--- PROVIDED PASSAGE Enclosed Below ---
Furthermore, Ayade sued for more brotherliness and stated that: “There is a conflict between your belief and the truth; if you were born into a Muslim community, you will be a Muslim; if you were born into Tao Tao, you will be a Taoist; today you are a christian, a Catholic most likely so you believe in catholicism.
“But, in all euthology, in all theology, in all anthology, it is very evident that your soul, your attitude to fellow man determines your life.
“Can we hold back ourselves just one minute; 2019, 2023, you may not get there. Enough of this hatred.”
Earlier, a relative and the clan head of the late lawmaker’s community, Chief Tony Undiaundeye in his tribute said that Mr. Ukpukpen was the first Bedia native to aspire for the House of Assembly as well as the first state lawmaker from Obudu to be reelected for a second term.
Commending those who turned out for the burial, Undiaundeye who apologised for the irregularities preceding the burial, averred that: “As I mourn and look at the array of people that are attending this burial today, I am satisfied that Stephen is not dead.”
For the Speaker of the House of Assembly, Honorable John Lebo (PDP Abi) said that: “Stephen was one of my closest friends. He was always the first in my office and the last person in my office.”
He said that the lawmaker’s death had taught him not to be scared of death and commended Mr. Ayade as well as Mr. Imoke for their interventions which saw him been given a clean bill of health a month before his death.
Lebo who also disclosed that the late lawmaker was his “political twin” given their relationship to Mr. Imoke, said the Assembly had resolved that his family will receive all remunerations till the end of the eight assembly.
Others who eulogised the late lawmaker included Senator Rose Oko whom he served in her campaign team despite not being a native of her Ogoja/Yala federal constituency, the chairman of the people’s democratic party in the state, Ntufam Inok Edim.
Notable amongst attendees were Mr. Ayade’s wife, Dr. Linda Ayade; his deputy, Professor Ivara Esu; Mr. Imoke’s wife, Obioma Imoke; his deputy, Barrister Efiok Cobham, Senator John Owan-Enoh, Honorable Jarigbe Agom, the Vice Chancellor of the University of Calabar, Professor Zana Akpagu; a gubernatorial aspirant, Honorable Paul Adah and Dr. Peter Oti, a former gubernatorial aspirant.
--- End of Enclosed PROVIDED PASSAGE ---
WORK ORDER ->
In the burial report, what did the House of Assembly resolve about the late lawmaker's family?
--- DATASET Enclosed Below ---
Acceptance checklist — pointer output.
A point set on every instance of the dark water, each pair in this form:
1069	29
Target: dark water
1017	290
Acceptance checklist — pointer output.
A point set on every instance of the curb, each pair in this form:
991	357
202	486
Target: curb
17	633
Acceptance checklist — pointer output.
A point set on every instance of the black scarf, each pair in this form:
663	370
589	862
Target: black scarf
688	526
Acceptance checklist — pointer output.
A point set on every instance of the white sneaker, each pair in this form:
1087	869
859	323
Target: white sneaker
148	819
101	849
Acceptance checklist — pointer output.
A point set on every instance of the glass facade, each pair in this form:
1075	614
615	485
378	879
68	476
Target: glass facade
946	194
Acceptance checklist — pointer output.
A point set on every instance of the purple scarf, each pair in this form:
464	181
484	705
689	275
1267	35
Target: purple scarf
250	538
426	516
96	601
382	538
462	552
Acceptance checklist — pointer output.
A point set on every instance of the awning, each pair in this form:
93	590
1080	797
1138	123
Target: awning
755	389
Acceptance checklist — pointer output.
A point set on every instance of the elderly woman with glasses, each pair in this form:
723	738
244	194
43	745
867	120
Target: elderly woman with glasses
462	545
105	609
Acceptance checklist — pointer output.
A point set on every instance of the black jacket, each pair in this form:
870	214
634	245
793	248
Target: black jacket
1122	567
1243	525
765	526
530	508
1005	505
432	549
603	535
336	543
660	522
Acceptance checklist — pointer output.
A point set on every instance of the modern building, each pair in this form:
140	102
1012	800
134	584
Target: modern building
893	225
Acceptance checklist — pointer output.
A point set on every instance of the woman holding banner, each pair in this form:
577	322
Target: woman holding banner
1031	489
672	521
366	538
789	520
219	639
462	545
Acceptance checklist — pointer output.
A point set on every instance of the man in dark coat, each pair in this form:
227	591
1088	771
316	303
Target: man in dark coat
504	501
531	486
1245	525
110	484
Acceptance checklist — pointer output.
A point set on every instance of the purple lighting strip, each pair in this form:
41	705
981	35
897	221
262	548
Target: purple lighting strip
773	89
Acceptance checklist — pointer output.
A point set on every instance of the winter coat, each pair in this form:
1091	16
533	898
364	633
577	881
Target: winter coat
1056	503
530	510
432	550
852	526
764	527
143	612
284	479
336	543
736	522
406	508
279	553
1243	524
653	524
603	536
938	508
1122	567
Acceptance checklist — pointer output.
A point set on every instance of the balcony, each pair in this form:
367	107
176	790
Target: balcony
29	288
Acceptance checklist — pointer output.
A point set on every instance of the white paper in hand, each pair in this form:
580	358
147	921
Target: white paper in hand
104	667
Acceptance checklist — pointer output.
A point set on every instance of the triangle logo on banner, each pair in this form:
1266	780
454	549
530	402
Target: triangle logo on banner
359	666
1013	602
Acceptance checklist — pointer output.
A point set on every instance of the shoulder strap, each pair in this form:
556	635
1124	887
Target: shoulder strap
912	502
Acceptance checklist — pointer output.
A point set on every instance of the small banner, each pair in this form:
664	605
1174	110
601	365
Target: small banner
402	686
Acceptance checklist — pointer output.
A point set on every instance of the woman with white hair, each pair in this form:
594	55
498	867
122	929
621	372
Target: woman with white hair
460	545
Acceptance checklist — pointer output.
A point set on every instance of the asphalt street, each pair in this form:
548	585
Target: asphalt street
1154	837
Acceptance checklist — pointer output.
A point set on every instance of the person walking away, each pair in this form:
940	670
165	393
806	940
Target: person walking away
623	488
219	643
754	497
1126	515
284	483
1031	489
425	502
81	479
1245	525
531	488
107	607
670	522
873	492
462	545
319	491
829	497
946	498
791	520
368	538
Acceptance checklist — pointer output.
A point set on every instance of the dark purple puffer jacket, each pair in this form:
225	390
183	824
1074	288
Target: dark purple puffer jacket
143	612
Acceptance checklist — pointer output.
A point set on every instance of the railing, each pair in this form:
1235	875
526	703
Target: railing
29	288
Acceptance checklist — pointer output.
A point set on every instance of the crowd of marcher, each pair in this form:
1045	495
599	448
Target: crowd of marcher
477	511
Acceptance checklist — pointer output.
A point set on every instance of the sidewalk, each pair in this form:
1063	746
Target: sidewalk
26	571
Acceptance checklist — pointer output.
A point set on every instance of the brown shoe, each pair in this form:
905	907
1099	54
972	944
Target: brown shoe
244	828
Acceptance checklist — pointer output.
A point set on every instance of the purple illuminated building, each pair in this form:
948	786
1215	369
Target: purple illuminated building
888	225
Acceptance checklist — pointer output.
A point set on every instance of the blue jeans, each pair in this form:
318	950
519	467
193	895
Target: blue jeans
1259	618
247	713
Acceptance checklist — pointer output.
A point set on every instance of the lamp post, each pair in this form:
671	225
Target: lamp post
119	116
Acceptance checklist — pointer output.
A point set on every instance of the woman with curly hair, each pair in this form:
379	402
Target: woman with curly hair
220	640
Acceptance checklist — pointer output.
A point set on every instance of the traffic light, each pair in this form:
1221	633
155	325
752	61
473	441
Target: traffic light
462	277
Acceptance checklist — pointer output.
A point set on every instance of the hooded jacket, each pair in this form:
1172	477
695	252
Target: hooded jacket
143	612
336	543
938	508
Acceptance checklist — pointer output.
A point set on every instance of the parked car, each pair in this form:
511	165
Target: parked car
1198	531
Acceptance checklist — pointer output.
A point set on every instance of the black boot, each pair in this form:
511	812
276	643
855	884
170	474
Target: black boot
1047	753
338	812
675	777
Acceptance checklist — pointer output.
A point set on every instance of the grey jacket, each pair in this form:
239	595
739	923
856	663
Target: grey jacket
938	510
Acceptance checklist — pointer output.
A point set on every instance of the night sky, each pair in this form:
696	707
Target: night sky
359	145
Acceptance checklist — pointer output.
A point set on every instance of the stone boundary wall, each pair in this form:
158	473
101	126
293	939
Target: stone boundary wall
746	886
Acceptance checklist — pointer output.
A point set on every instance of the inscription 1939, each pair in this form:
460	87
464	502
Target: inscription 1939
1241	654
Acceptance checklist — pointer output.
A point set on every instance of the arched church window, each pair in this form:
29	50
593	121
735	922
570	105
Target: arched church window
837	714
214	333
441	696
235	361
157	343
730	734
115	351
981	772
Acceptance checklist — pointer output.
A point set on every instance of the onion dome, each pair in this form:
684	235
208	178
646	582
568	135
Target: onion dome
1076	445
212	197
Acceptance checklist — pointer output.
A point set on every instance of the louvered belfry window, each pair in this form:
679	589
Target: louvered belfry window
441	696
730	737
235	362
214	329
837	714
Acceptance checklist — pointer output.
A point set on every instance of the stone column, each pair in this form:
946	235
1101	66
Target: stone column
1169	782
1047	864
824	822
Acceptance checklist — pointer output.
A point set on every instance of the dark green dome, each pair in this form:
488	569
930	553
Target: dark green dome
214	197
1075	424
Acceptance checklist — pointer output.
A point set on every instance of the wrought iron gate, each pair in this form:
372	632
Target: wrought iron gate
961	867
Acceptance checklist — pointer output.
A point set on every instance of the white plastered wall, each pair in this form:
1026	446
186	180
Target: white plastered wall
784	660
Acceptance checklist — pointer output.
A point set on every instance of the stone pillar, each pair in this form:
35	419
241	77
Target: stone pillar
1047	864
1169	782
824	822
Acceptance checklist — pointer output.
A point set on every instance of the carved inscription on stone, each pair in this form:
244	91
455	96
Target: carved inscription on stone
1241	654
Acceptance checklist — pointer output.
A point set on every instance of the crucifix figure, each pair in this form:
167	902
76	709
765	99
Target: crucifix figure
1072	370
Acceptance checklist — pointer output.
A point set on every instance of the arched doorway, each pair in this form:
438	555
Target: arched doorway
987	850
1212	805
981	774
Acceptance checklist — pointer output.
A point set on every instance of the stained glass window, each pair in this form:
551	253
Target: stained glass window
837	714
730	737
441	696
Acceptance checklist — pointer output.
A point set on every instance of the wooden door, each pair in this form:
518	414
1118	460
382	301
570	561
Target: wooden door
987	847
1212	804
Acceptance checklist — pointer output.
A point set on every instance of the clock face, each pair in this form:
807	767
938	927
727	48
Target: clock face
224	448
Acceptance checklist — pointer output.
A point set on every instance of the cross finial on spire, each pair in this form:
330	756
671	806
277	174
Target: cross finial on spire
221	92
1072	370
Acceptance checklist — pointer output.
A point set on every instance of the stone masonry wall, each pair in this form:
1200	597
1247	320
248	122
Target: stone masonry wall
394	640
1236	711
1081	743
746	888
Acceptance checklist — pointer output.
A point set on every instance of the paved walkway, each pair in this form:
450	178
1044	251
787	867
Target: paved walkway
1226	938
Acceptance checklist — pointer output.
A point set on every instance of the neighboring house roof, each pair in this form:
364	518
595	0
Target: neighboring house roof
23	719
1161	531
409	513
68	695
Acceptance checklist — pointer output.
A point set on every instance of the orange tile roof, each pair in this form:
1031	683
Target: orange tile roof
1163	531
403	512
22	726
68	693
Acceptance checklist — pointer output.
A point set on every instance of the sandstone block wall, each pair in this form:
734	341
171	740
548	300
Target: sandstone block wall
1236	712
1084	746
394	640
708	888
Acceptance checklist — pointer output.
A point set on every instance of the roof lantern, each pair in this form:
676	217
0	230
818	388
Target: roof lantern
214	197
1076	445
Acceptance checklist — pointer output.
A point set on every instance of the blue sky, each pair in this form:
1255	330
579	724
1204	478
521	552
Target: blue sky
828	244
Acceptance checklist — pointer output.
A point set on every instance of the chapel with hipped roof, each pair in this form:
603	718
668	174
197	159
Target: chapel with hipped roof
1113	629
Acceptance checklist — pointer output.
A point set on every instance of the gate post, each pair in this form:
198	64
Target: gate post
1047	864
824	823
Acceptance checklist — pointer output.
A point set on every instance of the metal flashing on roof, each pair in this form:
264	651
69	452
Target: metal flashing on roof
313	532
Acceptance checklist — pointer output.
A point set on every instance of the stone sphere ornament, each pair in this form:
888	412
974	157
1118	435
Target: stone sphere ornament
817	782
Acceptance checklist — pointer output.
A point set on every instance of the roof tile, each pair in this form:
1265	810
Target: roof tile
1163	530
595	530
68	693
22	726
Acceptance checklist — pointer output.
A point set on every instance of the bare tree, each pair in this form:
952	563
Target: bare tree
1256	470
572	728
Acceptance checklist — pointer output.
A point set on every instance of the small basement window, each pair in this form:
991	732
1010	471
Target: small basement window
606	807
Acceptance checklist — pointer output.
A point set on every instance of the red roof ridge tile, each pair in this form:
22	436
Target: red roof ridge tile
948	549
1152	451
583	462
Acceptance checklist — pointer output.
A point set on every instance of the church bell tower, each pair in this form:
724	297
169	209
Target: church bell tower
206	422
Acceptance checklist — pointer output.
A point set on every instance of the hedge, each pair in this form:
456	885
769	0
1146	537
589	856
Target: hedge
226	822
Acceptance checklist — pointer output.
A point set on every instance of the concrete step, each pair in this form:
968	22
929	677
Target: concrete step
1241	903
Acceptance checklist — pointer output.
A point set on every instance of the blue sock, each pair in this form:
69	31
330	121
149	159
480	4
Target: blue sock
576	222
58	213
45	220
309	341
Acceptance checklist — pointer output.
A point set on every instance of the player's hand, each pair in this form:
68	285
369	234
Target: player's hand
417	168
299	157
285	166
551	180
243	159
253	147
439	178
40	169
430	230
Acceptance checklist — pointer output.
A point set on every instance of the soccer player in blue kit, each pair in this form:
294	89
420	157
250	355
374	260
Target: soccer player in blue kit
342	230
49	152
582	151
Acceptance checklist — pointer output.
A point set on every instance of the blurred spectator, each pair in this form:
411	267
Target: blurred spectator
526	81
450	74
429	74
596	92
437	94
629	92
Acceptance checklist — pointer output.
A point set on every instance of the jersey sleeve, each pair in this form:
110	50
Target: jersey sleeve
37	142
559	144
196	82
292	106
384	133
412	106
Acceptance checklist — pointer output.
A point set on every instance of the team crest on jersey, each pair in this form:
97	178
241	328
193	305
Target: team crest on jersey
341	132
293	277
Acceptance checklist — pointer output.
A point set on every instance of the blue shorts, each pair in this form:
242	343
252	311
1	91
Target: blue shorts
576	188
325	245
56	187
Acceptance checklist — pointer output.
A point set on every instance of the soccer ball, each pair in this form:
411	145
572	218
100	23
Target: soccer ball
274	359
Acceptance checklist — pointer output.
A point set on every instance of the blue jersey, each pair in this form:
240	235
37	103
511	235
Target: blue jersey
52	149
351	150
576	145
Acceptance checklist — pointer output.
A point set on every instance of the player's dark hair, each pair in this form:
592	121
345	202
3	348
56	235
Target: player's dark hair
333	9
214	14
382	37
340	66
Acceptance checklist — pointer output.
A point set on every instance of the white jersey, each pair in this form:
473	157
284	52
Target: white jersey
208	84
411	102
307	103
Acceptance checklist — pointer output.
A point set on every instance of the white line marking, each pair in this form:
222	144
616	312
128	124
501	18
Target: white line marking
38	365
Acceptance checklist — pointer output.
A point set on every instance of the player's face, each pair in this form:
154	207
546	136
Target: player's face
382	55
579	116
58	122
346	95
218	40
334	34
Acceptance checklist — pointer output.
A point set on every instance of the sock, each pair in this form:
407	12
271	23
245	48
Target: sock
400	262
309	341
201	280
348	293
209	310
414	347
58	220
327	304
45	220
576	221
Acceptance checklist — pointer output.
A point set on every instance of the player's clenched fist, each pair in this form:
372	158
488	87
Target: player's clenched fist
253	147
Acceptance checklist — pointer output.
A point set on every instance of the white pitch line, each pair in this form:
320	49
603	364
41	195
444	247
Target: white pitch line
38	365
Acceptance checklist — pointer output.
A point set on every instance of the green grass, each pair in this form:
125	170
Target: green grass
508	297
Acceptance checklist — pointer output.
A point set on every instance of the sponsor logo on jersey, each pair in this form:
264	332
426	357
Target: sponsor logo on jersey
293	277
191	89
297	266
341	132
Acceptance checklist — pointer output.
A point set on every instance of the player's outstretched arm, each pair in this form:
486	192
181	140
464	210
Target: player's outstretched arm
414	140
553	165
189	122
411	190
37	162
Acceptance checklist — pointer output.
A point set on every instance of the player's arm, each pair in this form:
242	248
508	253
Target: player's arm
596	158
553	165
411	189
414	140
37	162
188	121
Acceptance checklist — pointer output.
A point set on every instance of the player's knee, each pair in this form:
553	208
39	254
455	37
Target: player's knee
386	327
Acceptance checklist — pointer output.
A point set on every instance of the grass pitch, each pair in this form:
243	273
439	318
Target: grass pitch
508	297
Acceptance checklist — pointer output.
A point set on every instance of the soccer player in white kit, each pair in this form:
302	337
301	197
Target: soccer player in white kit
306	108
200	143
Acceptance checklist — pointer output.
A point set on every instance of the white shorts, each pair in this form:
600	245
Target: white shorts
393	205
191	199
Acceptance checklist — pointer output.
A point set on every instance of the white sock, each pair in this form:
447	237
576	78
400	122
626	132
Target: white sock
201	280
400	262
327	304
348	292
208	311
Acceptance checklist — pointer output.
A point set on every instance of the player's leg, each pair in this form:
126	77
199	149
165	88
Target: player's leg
--- End of Enclosed DATASET ---
WRITTEN REPLY ->
His family will receive all remunerations until the end of the eighth assembly.